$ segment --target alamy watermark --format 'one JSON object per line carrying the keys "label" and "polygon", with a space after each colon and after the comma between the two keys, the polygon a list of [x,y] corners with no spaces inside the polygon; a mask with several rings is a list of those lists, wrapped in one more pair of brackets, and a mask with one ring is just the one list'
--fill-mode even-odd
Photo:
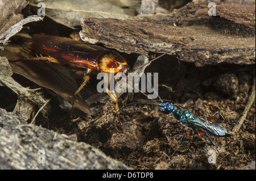
{"label": "alamy watermark", "polygon": [[46,163],[46,151],[44,150],[39,150],[38,154],[40,155],[38,157],[38,163],[40,164]]}
{"label": "alamy watermark", "polygon": [[216,152],[214,150],[209,150],[207,153],[209,155],[208,157],[208,163],[216,163]]}
{"label": "alamy watermark", "polygon": [[216,15],[216,5],[214,2],[210,2],[208,4],[208,15],[210,16]]}
{"label": "alamy watermark", "polygon": [[39,16],[44,16],[46,15],[46,4],[43,2],[39,2],[38,7],[40,7],[38,10],[38,15]]}
{"label": "alamy watermark", "polygon": [[[110,72],[114,72],[110,70]],[[129,73],[126,75],[120,73],[118,77],[115,78],[114,74],[100,73],[97,76],[101,79],[97,85],[98,92],[148,92],[148,99],[156,99],[158,95],[158,73]],[[141,79],[141,87],[139,87]]]}

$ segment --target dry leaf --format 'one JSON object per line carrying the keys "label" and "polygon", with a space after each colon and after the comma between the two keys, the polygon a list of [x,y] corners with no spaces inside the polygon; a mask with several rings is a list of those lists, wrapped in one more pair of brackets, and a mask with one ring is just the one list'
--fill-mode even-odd
{"label": "dry leaf", "polygon": [[[0,86],[6,86],[19,96],[19,99],[26,99],[26,101],[18,101],[15,112],[19,115],[19,117],[27,120],[34,110],[35,104],[42,107],[48,101],[46,100],[37,91],[38,89],[30,89],[22,87],[16,82],[11,76],[13,75],[12,69],[8,60],[5,57],[0,57]],[[26,104],[26,105],[25,105]],[[49,111],[50,106],[48,104],[42,111],[45,115]],[[26,112],[28,111],[28,112]]]}

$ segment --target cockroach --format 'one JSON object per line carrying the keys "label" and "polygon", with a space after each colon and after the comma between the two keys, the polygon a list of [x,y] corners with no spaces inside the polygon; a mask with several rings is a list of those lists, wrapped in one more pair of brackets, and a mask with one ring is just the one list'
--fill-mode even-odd
{"label": "cockroach", "polygon": [[[31,43],[28,49],[30,54],[34,54],[37,57],[27,57],[23,60],[47,60],[64,66],[71,65],[79,68],[88,69],[87,73],[84,76],[83,82],[74,93],[71,112],[74,107],[75,96],[89,81],[90,79],[89,74],[92,71],[99,71],[106,73],[113,73],[110,72],[111,69],[112,70],[114,70],[114,73],[115,74],[114,79],[117,81],[121,73],[127,75],[128,73],[135,70],[130,70],[125,58],[113,50],[96,45],[86,44],[67,37],[35,34],[32,37]],[[137,68],[136,70],[164,54],[166,54],[151,60]],[[110,91],[109,87],[105,87],[105,89],[106,92],[115,102],[117,112],[118,113],[118,98]],[[118,119],[121,123],[119,116]],[[122,124],[121,125],[122,128]]]}

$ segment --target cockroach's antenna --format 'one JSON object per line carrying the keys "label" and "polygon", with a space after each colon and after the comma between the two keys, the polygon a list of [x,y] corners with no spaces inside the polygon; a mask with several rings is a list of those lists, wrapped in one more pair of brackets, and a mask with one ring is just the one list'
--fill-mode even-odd
{"label": "cockroach's antenna", "polygon": [[162,57],[165,56],[165,55],[167,54],[167,53],[163,53],[163,54],[162,54],[159,56],[158,57],[156,57],[156,58],[154,58],[154,59],[152,59],[151,60],[150,60],[150,61],[147,62],[147,63],[145,63],[145,64],[144,64],[143,65],[141,65],[141,66],[137,67],[137,68],[133,69],[133,70],[131,71],[131,72],[133,72],[133,71],[135,71],[135,70],[137,70],[138,69],[140,69],[140,68],[141,68],[144,66],[145,65],[147,65],[147,64],[149,64],[152,63],[152,62],[154,62],[155,60],[158,60],[158,58],[160,58],[160,57]]}

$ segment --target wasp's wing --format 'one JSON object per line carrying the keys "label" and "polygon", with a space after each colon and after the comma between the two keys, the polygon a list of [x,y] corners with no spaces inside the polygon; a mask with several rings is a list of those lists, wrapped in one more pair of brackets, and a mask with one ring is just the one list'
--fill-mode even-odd
{"label": "wasp's wing", "polygon": [[231,134],[221,125],[205,120],[191,112],[193,119],[186,120],[187,126],[196,129],[203,129],[212,135],[220,137],[226,137]]}

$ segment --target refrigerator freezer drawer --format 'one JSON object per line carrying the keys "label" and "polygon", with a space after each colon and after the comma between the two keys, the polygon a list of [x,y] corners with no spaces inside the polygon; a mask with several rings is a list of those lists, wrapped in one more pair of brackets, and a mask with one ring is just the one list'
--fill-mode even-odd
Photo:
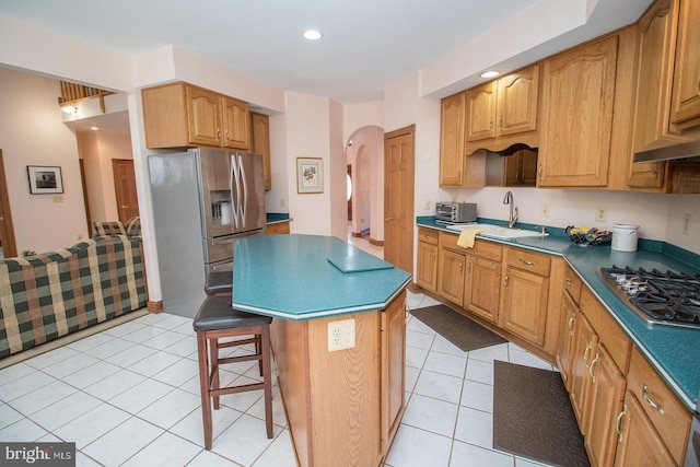
{"label": "refrigerator freezer drawer", "polygon": [[233,244],[236,240],[252,235],[260,235],[264,232],[264,229],[259,229],[253,232],[219,236],[215,238],[205,238],[205,264],[210,265],[212,262],[233,261]]}

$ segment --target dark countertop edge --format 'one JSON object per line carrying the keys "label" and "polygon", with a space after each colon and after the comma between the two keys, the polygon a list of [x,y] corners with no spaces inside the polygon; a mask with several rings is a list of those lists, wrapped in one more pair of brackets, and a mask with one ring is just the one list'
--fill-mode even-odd
{"label": "dark countertop edge", "polygon": [[279,224],[282,222],[291,222],[292,218],[287,212],[268,212],[267,224]]}
{"label": "dark countertop edge", "polygon": [[249,306],[242,303],[236,303],[234,300],[232,300],[231,304],[234,310],[240,310],[242,312],[255,313],[258,315],[270,316],[272,318],[288,319],[290,322],[305,322],[308,319],[327,318],[327,317],[334,317],[334,316],[349,315],[352,313],[384,310],[388,306],[389,303],[394,301],[394,299],[396,299],[396,296],[398,296],[399,293],[401,293],[404,289],[406,289],[406,287],[410,283],[413,277],[409,275],[406,281],[401,283],[401,285],[399,285],[394,291],[394,293],[388,299],[386,299],[386,301],[383,303],[371,303],[368,305],[349,306],[347,308],[335,308],[335,310],[327,310],[322,312],[304,312],[303,315],[295,314],[295,313],[284,313],[277,310],[260,308],[257,306]]}
{"label": "dark countertop edge", "polygon": [[[490,223],[487,219],[479,219],[479,222],[482,223]],[[435,218],[434,217],[417,217],[416,218],[416,224],[419,226],[423,226],[423,227],[428,227],[428,229],[434,229],[434,230],[440,230],[453,235],[459,235],[458,232],[453,231],[447,229],[444,225],[441,224],[436,224],[435,223]],[[498,223],[498,224],[502,224]],[[553,230],[557,230],[556,227]],[[563,230],[558,229],[559,231],[563,232]],[[676,394],[676,396],[678,396],[678,398],[680,398],[680,400],[684,402],[684,405],[691,411],[695,413],[699,412],[698,409],[698,404],[695,400],[695,398],[698,397],[697,394],[697,388],[696,392],[690,394],[687,393],[685,389],[682,389],[677,383],[676,380],[669,375],[669,373],[667,372],[667,370],[664,367],[664,365],[662,365],[657,359],[653,355],[653,353],[649,350],[649,346],[645,345],[638,336],[637,334],[630,329],[630,327],[625,323],[625,320],[619,316],[620,313],[618,313],[615,307],[612,305],[610,305],[610,303],[608,303],[608,299],[606,299],[604,296],[604,293],[611,293],[609,292],[607,289],[605,290],[604,293],[600,293],[600,291],[598,290],[598,287],[606,287],[605,284],[603,285],[596,285],[593,284],[590,280],[586,279],[586,275],[583,275],[582,271],[580,271],[579,267],[574,264],[574,261],[572,261],[569,257],[567,257],[567,249],[573,245],[571,243],[571,241],[569,241],[568,235],[557,235],[550,232],[550,236],[549,237],[544,237],[544,238],[537,238],[536,242],[538,243],[549,243],[549,245],[536,245],[533,244],[533,238],[517,238],[517,240],[501,240],[501,238],[493,238],[493,237],[488,237],[488,236],[482,236],[482,235],[477,235],[478,238],[480,240],[485,240],[485,241],[489,241],[489,242],[493,242],[493,243],[499,243],[502,245],[511,245],[511,246],[517,246],[517,247],[522,247],[522,248],[526,248],[526,249],[533,249],[533,250],[537,250],[537,252],[541,252],[541,253],[546,253],[546,254],[550,254],[550,255],[555,255],[555,256],[561,256],[562,258],[564,258],[564,260],[567,261],[567,264],[569,266],[571,266],[571,268],[576,272],[576,275],[581,278],[581,280],[586,284],[586,287],[588,287],[588,289],[593,292],[593,294],[596,296],[596,299],[600,302],[600,304],[604,305],[604,307],[607,310],[608,314],[615,319],[616,323],[618,323],[618,325],[622,328],[622,330],[625,331],[625,334],[634,342],[634,345],[640,349],[640,351],[642,352],[642,354],[646,358],[646,360],[651,363],[651,365],[654,367],[654,370],[656,370],[662,377],[664,378],[664,381],[673,388],[674,393]],[[565,242],[565,243],[564,243]],[[648,241],[648,242],[656,242],[656,241]],[[661,243],[661,242],[660,242]],[[648,252],[652,252],[655,253],[660,256],[666,256],[669,259],[677,261],[677,262],[684,262],[687,264],[690,267],[692,266],[692,262],[695,262],[691,258],[691,261],[688,262],[687,258],[684,258],[686,260],[681,260],[678,258],[678,256],[684,256],[686,254],[689,255],[695,255],[691,252],[687,252],[682,248],[678,248],[675,247],[673,245],[668,245],[666,243],[663,243],[663,247],[658,248],[656,243],[652,243],[652,248],[649,248]],[[644,246],[643,244],[640,244],[640,247]],[[609,248],[605,247],[605,246],[593,246],[591,248]],[[595,250],[595,249],[594,249]],[[679,255],[679,252],[681,253]],[[631,253],[633,254],[633,253]],[[700,257],[700,255],[695,255]],[[606,287],[607,288],[607,287]],[[612,300],[618,300],[619,299],[612,299]],[[630,310],[630,313],[633,313],[631,311],[631,308],[626,305],[623,302],[619,301],[619,304],[617,304],[618,306],[626,306],[627,308]],[[691,330],[695,332],[695,330]]]}

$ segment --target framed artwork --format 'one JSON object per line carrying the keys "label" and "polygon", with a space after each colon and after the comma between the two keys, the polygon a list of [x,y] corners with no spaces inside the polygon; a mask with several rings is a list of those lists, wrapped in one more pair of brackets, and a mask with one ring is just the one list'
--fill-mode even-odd
{"label": "framed artwork", "polygon": [[324,161],[296,157],[296,192],[324,192]]}
{"label": "framed artwork", "polygon": [[26,175],[30,178],[30,192],[32,195],[63,192],[61,167],[27,165]]}

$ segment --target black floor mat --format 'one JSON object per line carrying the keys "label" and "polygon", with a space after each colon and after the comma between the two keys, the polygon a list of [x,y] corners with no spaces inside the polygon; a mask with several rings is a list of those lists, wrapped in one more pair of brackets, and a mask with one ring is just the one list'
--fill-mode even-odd
{"label": "black floor mat", "polygon": [[508,342],[501,336],[445,305],[411,310],[411,315],[465,352]]}
{"label": "black floor mat", "polygon": [[493,363],[493,447],[556,466],[590,466],[561,375]]}

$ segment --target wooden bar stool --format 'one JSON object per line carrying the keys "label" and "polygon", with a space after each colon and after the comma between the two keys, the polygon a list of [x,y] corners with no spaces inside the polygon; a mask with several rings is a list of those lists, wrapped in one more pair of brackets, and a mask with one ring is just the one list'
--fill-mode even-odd
{"label": "wooden bar stool", "polygon": [[[235,311],[231,299],[208,296],[202,302],[192,327],[197,332],[197,353],[199,355],[199,386],[201,392],[201,413],[205,425],[205,448],[211,450],[212,421],[211,400],[219,408],[219,398],[225,394],[264,389],[265,423],[267,437],[272,437],[272,374],[270,365],[270,323],[268,316]],[[254,336],[248,339],[219,342],[226,337]],[[219,349],[256,343],[256,353],[219,358]],[[258,360],[262,383],[220,387],[219,365],[225,363]]]}

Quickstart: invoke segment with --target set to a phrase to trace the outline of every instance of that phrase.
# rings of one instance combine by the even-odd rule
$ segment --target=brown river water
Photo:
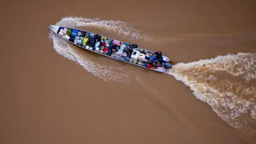
[[[0,144],[256,144],[255,0],[9,0]],[[162,74],[49,24],[161,50]]]

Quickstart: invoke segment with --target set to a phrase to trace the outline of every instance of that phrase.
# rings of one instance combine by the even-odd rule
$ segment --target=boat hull
[[[86,50],[89,50],[89,51],[92,51],[93,52],[94,52],[94,53],[97,53],[98,54],[100,54],[100,55],[103,55],[103,56],[105,56],[108,57],[110,58],[112,58],[112,59],[116,59],[116,60],[119,60],[119,61],[122,61],[122,62],[126,62],[126,63],[129,63],[129,64],[133,64],[133,65],[136,65],[136,66],[140,66],[140,67],[142,67],[142,68],[146,68],[146,69],[149,69],[149,70],[154,70],[154,71],[157,71],[157,72],[162,72],[162,73],[164,73],[165,72],[165,71],[166,69],[164,68],[162,68],[162,67],[158,67],[157,68],[155,68],[155,69],[148,68],[147,68],[146,67],[143,66],[141,66],[141,65],[138,65],[138,64],[134,64],[134,63],[133,63],[132,62],[128,62],[128,61],[126,61],[121,60],[119,59],[118,58],[116,58],[115,57],[110,56],[108,56],[108,55],[106,55],[106,54],[102,54],[101,53],[96,52],[95,51],[94,51],[94,50],[91,50],[89,49],[86,48],[84,48],[84,47],[82,47],[82,46],[80,46],[80,45],[78,45],[77,44],[75,44],[74,43],[72,42],[70,42],[70,41],[69,41],[68,40],[64,38],[63,38],[62,36],[61,36],[58,34],[58,31],[59,29],[60,28],[67,28],[68,29],[70,28],[71,29],[78,30],[81,31],[85,31],[83,30],[80,30],[80,29],[79,29],[74,28],[72,28],[72,27],[67,27],[67,26],[56,26],[56,25],[50,25],[49,26],[49,28],[52,30],[55,34],[56,34],[57,35],[58,35],[58,36],[59,36],[60,38],[63,38],[63,39],[64,39],[64,40],[66,40],[66,41],[68,41],[68,42],[70,42],[70,43],[71,43],[71,44],[73,44],[74,45],[76,45],[77,46],[79,46],[79,47],[80,47],[81,48],[82,48],[83,49],[86,49]],[[86,32],[90,32],[91,34],[96,34],[94,33],[93,32],[88,32],[88,31],[86,31]],[[107,37],[104,36],[104,36],[104,37]],[[107,38],[108,38],[108,37],[107,37]],[[114,39],[113,39],[112,38],[111,38],[111,39],[112,40],[115,40]],[[144,50],[147,50],[148,52],[150,52],[150,53],[153,53],[153,52],[151,52],[151,51],[150,51],[150,50],[146,50],[146,49],[144,49]],[[164,61],[166,62],[169,62],[169,61],[170,60],[170,59],[169,59],[168,58],[168,57],[167,57],[166,56],[163,56],[163,58],[164,58]]]

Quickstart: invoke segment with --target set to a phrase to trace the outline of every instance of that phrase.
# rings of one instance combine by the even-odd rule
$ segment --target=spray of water
[[[221,72],[242,76],[247,82],[255,79],[256,54],[239,53],[178,63],[166,73],[189,86],[197,98],[231,125],[256,132],[256,87],[219,78]]]

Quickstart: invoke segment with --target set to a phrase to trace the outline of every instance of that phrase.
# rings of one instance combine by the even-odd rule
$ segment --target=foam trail
[[[123,38],[130,40],[143,40],[153,43],[164,41],[163,38],[154,38],[132,27],[132,25],[126,22],[111,20],[103,20],[99,18],[87,18],[82,17],[65,17],[56,25],[71,27],[86,27],[111,32]]]
[[[256,133],[255,86],[221,80],[216,74],[220,72],[242,76],[247,82],[254,80],[256,78],[256,54],[239,53],[178,63],[166,73],[189,86],[198,99],[208,104],[231,125]]]
[[[51,32],[49,38],[52,40],[53,47],[56,52],[68,59],[76,62],[84,69],[104,80],[129,82],[129,74],[121,68],[102,64],[97,64],[70,47],[66,42]]]

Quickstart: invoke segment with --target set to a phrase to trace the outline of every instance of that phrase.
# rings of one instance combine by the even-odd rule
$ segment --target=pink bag
[[[113,40],[113,43],[114,44],[116,44],[118,46],[118,45],[120,43],[120,41],[119,41],[118,40]]]
[[[127,54],[124,53],[124,52],[123,52],[122,54],[122,57],[123,58],[126,58],[126,56],[127,56]]]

§ §

## WHAT TO DO
Report every line that contains the string "black".

## REPLY TO THE TASK
$ segment --target black floor mat --format 'one JSON object per line carrying the keys "label" and "polygon", with a space after each colon and after the comma between the two keys, the polygon a list of [x,y] corners with no spaces inside the polygon; a mask with several rings is a list of those lists, wrapped in one more pair of brackets, and a mask with one ring is just the one list'
{"label": "black floor mat", "polygon": [[508,342],[501,336],[445,305],[411,310],[411,315],[465,352]]}
{"label": "black floor mat", "polygon": [[493,363],[493,447],[556,466],[590,466],[561,375]]}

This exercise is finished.